→ Source excerpt
Actuarial Neural Additive Model: What the Paper Actually Does (arXiv:2509.08467)

In September 2025, Patrick Laub, Tu Pho and Bernard Wong (UNSW) published arXiv:2509.08467: ‘An Interpretable Deep Learning Model for General Insurance Pricing.’ The paper introduces the Actuarial Neural Additive Model. We have already written about the implementation in insurance-gam and the choice between EBM, ANAM and PIN. This post is different: it is about the paper itself — the methodology choices, the formal apparatus, and what those choices mean for pricing teams in practice.

The benchmark numbers get all the attention. The methodology is more interesting.

The problem the paper is actually solving

The interpretability literature for insurance pricing has two branches that rarely intersect. The first is post-hoc: SHAP, integrated gradients, LIME — methods that explain a black-box model’s predictions after the fact. The second is intrinsic: GLMs, GAMs, EBMs — models whose structure makes the contribution of each feature to each prediction mathematically exact.

The gap in the intrinsic branch has been the absence of a model that satisfies all of: (1) non-parametric shape functions without manual bucketing decisions, (2) formally guaranteed smoothness, (3) provably monotone constraints, (4) actuarially appropriate distributional losses, and (5) multi-task structure for joint frequency-severity modelling. You can get some of these from an EBM (InterpretML), some from a GAM fitted in Emblem, none of them all together.

ANAM is the paper’s answer to that gap.

The architecture: one subnetwork per covariate

The prediction structure is additive in log space — the same as a GLM or any GAM:

log(E[Y | x]) = offset + f_1(x_1) + f_2(x_2) + ... + f_p(x_p)

What is different from a GLM is that each f_j is a small neural network (the paper calls these FeatureNetworks), not a linear function of manually engineered terms. Each f_j receives only its own covariate x_j and nothing else. This is what makes the model intrinsically interpretable: f_j(x_j) is not an approximation of the feature’s contribution — it is the feature’s contribution, in the same log-space unit as a GLM parameter.

Pairwise interaction terms extend the structure to:

log(E[Y | x]) = offset + Σ_j f_j(x_j) + Σ_{j<k} f_{jk}(x_j, x_k)

where each f_{jk} is a dedicated two-input subnetwork for that feature pair. The paper treats interaction terms as optional: you start with main effects only and add pairs where the data support them.

This is structurally identical to a GA2M (the architecture behind EBMs), except the subnetworks are neural rather than boosted trees. The representation power of each f_j is therefore continuous and differentiable everywhere, rather than the step-function lookup tables you get from an EBM.

→ Entries provided
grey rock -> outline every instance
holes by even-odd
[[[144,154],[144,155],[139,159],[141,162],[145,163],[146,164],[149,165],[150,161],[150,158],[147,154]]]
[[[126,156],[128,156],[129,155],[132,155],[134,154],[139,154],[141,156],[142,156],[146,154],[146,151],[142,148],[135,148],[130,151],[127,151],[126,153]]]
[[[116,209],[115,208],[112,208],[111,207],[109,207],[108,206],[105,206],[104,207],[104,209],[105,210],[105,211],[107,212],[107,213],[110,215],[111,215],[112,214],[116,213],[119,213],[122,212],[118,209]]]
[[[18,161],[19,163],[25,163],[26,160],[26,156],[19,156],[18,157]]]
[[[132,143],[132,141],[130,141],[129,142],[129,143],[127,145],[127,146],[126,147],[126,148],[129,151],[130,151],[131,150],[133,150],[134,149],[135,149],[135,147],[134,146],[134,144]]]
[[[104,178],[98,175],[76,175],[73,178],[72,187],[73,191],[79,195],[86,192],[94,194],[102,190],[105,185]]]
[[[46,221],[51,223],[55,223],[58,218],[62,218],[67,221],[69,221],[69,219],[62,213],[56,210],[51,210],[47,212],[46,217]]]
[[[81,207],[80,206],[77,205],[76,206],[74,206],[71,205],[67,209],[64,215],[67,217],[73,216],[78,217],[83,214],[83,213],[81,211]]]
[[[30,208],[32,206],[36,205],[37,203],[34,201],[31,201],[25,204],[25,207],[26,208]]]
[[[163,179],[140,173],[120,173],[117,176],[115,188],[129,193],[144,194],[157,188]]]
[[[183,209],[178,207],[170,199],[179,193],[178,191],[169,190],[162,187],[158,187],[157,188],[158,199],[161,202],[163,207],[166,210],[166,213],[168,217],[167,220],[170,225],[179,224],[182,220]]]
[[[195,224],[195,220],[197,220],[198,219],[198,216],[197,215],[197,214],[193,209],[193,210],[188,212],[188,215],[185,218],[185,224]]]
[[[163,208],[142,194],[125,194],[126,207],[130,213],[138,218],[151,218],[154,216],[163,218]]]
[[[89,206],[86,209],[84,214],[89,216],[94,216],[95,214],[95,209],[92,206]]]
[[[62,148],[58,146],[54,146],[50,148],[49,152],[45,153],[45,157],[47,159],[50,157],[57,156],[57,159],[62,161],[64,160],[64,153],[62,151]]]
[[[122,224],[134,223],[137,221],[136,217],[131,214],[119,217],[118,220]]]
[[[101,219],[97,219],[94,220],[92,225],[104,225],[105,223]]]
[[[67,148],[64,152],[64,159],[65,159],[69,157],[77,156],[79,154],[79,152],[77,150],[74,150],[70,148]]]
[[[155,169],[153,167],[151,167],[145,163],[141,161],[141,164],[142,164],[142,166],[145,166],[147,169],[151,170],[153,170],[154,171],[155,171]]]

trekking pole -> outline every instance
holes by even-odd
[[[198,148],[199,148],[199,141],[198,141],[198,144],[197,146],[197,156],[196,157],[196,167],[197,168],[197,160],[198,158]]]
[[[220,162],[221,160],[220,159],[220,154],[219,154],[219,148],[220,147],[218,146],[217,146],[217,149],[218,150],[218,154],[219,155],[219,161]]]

→ What is asked
Resume the article on the Actuarial Neural Additive Model paper, picking up after its last sentence and continuing in the same style.

→ Result
How smoothness is enforced — and why it matters

The paper enforces smoothness via a Whittaker-Henderson penalty on the output of each FeatureNetwork. The penalty has the form:

λ * Σ_t (f_j(x_t) - 2f_j(x_{t-1}) + f_j(x_{t-2}))²

evaluated on a grid of feature values. This penalises second differences — the discrete analogue of the second derivative — which is the standard smoothing spline regularisation, with λ controlling the strength.

Why does this matter, given that neural networks are already smooth? Two reasons.

First, neural networks trained without smoothness constraints can produce shape functions that oscillate sharply in low-exposure regions of the feature space. The training data do not enforce smoothness at those points — there are simply not enough policies with, say, drivers aged 23 with 7 years NCD and a specific combination of vehicle group and area. Without explicit smoothing, the shape function can behave arbitrarily in those regions, producing pricing anomalies that only surface when a risk in that zone is actually quoted.

Second, smooth shape functions are directly analogous to the fitted curves that actuaries produce from spline GAMs or from manual smoothing of factor plots. A shape function with unexplained oscillations fails the same visual inspection that would reject a jagged GLM factor plot. Formally penalising the smoothness makes the shape function a tractable regulatory artefact: it behaves like an actuarial curve, not like a neural network output.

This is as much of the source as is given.